*Texte présenté*
◇ ◇ ◇ ◇
Une question nous est souvent posée : comment êtes-vous formés à la prédication dans la communauté Saint-Martin ?
A cette question récurrente, il convient de donner une réponse précise. La formation à la prédication est multilatérale. Elle est à la fois le fruit de la vie intérieure, de l’écoute, de cours théoriques, et de mise en situation pratique. Tout cela façonne la forme et le fond de la prédication.
Sur le fond, l’apprentissage de la prédication se nourrit essentiellement de la vie intérieure du diacre ou du prêtre, de ses lectures, de sa méditation de la parole de Dieu, de sa vie d’oraison, des rencontres de son ministère, de la vie sacramentelle qu’il donne ou qu’il reçoit, de son écoute quotidienne des personnes qu’il rencontre… C’est un constat très simple qui domine : plus le prédicateur est relié à Dieu, moins il risque de se prêcher lui-même. Le premier apprentissage de la prédication consiste donc à densifier sa vie intérieure.
Mais une belle vie intérieure ne suffit pas à se former à la prédication. A cela s’ajoute les cours de philosophie et de théologie qui aident le prédicateur à densifier son intelligence de la foi, donc sa réflexion et sa parole.
◇ ◇ ◇ ◇
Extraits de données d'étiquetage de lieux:
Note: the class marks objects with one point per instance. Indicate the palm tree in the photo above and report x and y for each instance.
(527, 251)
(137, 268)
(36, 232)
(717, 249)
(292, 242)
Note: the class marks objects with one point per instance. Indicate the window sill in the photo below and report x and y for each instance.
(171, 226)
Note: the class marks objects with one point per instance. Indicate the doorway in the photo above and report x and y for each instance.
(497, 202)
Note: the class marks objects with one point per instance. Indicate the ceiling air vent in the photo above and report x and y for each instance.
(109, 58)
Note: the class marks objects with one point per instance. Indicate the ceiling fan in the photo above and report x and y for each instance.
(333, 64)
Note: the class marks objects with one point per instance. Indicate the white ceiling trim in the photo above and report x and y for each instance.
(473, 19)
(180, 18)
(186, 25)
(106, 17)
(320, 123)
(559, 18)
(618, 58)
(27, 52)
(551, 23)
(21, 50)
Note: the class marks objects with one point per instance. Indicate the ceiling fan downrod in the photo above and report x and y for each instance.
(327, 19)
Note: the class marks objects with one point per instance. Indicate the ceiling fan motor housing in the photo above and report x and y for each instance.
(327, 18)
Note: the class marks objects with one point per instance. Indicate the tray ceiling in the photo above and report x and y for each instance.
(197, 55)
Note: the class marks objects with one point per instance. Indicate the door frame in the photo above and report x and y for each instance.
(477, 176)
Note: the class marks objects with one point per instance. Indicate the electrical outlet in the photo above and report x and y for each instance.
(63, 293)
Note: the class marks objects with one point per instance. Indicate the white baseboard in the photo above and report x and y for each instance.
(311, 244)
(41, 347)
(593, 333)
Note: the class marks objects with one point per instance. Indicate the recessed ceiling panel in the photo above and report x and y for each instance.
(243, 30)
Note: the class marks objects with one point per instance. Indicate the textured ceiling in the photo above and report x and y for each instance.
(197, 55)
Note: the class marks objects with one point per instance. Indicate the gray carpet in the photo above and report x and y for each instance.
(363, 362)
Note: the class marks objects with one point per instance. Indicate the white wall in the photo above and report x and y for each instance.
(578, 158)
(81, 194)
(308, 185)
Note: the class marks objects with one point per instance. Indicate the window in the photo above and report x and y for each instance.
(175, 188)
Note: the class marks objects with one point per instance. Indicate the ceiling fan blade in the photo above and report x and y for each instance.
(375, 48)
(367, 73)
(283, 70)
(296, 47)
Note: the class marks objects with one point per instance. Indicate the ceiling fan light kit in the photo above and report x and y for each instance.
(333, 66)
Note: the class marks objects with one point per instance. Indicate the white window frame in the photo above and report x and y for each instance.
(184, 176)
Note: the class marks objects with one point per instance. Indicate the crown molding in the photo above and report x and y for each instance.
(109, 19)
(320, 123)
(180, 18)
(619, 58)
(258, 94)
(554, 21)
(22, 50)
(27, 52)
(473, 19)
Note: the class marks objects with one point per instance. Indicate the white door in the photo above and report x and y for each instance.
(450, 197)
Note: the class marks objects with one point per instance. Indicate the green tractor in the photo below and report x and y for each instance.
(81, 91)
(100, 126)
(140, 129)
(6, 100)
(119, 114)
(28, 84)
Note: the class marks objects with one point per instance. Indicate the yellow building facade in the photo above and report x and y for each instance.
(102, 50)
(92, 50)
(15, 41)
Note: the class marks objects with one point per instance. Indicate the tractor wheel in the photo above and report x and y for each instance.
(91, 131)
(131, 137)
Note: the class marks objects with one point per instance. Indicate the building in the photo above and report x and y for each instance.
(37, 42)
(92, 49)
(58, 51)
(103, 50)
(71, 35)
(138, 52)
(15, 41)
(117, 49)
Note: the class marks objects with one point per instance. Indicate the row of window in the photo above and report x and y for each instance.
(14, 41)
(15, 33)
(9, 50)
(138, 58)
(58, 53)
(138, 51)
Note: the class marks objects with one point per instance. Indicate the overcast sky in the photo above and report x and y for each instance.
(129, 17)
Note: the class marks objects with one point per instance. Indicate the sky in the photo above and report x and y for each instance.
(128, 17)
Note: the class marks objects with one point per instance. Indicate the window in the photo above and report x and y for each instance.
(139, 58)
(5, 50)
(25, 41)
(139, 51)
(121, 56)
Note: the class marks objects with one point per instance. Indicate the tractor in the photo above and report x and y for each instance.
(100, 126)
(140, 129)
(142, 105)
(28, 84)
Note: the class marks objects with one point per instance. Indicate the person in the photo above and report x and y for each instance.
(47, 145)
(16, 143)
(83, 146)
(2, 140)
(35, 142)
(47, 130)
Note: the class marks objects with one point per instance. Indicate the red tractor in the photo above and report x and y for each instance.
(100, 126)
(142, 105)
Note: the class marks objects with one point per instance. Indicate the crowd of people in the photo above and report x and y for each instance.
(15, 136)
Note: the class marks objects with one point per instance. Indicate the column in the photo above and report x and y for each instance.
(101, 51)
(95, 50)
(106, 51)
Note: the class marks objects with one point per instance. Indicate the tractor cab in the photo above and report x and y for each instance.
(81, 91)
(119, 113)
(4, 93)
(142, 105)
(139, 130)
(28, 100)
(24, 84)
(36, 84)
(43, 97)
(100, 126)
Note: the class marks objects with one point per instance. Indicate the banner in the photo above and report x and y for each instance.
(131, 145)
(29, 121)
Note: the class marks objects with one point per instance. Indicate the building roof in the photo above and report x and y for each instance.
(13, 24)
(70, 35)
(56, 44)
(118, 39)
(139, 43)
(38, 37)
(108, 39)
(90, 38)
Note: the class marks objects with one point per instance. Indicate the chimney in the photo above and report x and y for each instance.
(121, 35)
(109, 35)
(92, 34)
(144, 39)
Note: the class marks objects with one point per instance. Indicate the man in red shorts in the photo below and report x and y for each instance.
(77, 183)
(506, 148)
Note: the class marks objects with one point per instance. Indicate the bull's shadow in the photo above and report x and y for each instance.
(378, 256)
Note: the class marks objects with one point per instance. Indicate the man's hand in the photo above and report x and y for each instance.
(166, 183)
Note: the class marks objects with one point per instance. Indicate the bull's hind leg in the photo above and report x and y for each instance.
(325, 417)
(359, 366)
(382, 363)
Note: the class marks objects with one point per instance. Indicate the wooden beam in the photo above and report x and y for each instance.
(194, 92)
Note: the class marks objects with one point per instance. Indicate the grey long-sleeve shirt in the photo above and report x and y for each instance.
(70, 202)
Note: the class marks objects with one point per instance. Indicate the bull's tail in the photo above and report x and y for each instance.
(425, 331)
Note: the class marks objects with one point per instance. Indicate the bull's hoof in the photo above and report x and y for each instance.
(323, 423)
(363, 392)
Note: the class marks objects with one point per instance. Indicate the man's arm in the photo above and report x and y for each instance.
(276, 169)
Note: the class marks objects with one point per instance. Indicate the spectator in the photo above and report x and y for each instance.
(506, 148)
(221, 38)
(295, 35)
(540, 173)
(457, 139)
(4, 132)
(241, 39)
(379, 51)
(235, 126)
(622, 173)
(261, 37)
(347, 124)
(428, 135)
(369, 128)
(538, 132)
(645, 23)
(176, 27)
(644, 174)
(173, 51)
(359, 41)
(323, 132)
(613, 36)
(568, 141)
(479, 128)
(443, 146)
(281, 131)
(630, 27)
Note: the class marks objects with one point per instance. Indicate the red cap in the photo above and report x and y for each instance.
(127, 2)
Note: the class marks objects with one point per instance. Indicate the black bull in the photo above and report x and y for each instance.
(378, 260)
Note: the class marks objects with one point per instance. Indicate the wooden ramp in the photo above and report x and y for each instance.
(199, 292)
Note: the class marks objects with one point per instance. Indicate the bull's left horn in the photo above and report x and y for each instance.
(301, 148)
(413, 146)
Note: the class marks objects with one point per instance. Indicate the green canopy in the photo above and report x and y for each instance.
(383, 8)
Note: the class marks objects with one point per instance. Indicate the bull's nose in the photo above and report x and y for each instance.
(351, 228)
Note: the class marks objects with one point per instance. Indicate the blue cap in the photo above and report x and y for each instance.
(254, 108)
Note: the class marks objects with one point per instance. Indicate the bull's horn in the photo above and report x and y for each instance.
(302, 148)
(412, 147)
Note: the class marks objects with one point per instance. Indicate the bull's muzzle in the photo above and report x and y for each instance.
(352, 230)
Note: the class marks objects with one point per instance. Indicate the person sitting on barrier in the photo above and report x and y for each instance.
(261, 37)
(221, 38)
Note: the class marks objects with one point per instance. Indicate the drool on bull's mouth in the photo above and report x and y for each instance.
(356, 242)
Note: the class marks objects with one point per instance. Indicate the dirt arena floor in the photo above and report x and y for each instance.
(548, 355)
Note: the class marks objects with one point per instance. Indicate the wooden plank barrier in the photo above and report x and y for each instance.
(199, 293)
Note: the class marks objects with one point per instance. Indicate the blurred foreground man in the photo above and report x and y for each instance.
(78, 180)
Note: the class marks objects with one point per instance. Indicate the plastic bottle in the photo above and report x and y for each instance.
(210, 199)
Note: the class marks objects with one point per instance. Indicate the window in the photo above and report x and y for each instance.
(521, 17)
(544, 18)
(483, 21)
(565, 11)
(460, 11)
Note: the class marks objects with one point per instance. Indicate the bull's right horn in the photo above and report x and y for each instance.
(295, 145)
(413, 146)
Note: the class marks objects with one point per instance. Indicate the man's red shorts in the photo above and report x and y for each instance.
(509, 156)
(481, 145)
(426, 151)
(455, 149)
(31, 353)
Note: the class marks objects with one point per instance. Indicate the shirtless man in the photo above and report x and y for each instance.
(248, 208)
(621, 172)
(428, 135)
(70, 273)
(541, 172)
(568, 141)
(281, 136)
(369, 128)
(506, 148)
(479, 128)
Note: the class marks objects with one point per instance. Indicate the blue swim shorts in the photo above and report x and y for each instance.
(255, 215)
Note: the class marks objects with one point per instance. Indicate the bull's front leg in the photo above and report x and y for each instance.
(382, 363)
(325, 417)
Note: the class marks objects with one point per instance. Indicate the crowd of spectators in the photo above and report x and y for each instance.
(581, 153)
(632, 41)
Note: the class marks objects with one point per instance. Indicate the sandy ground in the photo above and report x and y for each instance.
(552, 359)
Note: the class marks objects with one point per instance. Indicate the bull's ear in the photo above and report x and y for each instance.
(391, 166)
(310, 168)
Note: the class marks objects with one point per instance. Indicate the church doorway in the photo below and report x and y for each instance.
◇ ◇ ◇ ◇
*Exercices à faire*
1) D'après le texte sur la formation à la prédication, en quoi consiste le premier apprentissage de la prédication ?
2) Poursuivez le texte sur la formation à la prédication à la suite de sa dernière phrase.
Ce matériau n'a aucun rapport avec le texte sur la prédication.

*Réponses ci-dessous*
1) Il consiste à densifier sa vie intérieure.

2)
Pendant les huit années de formation le séminariste se nourrit de ce qu’il voit et entend. Chaque jour il reçoit une homélie différente, prononcée par un des prêtres formateurs, dans un style différent. Aussi, le jeune prédicateur est-il facilement tenté d’imiter tel ou tel prêtre dont le style le marque plus particulièrement. Tout le défi consiste à dépasser cette imitation fondée sur des aspects très extérieurs, pour entrer dans une logique de don de soi et de docilité à l’Esprit-Saint.
Sur la forme, l’apprentissage est sans doute un peu différent. Il y a un certain art oratoire à acquérir. Mais celui qui absolutiserait cela risquerait aussi de tomber dans l’excès de transformer la prédication en un pur exercice de style, oubliant la grâce d’état du ministre, et le travail de l’Esprit-Saint dans les cœurs… Combien de prêtres expérimentés dans la prédication peuvent témoigner que les retours de paroissiens touchés par la grâce lors de sermon sont bien souvent sur des points insignifiants. (Un prêtre racontait récemment qu’un paroissien est venu le voir pour lui dire : « ce qui m’a le plus touché touché dans votre sermon c’est quand vous avez dit : deuxièmement… j’ai compris que dans ma vie je devais tourner une page ! »)
L’art oratoire n’est pas inné. Pour acquérir certaines bases plusieurs outils sont donnés dans la formation au séminaire. D’abord, la pratique du théâtre est un élément fondamental. Elle apprend à s’exposer en public, à susciter des émotions, à tenir un discours clair et audible, à jouer sur divers registres émotionnels… c’est un exercice très complet et un immense révélateur de talents.
Au séminaire un exercice exigeant est proposé pendant le carême : en lieu et place de la lecture à table, chaque jour les séminaristes de théologie prêchent sur l’évangile du jour pendant le repas. Sitôt terminé, plusieurs frères séminaristes et prêtres formateurs ou professeurs sont interrogés pour commenter sur le fond et sur la forme le sermon qui vient d’être donné.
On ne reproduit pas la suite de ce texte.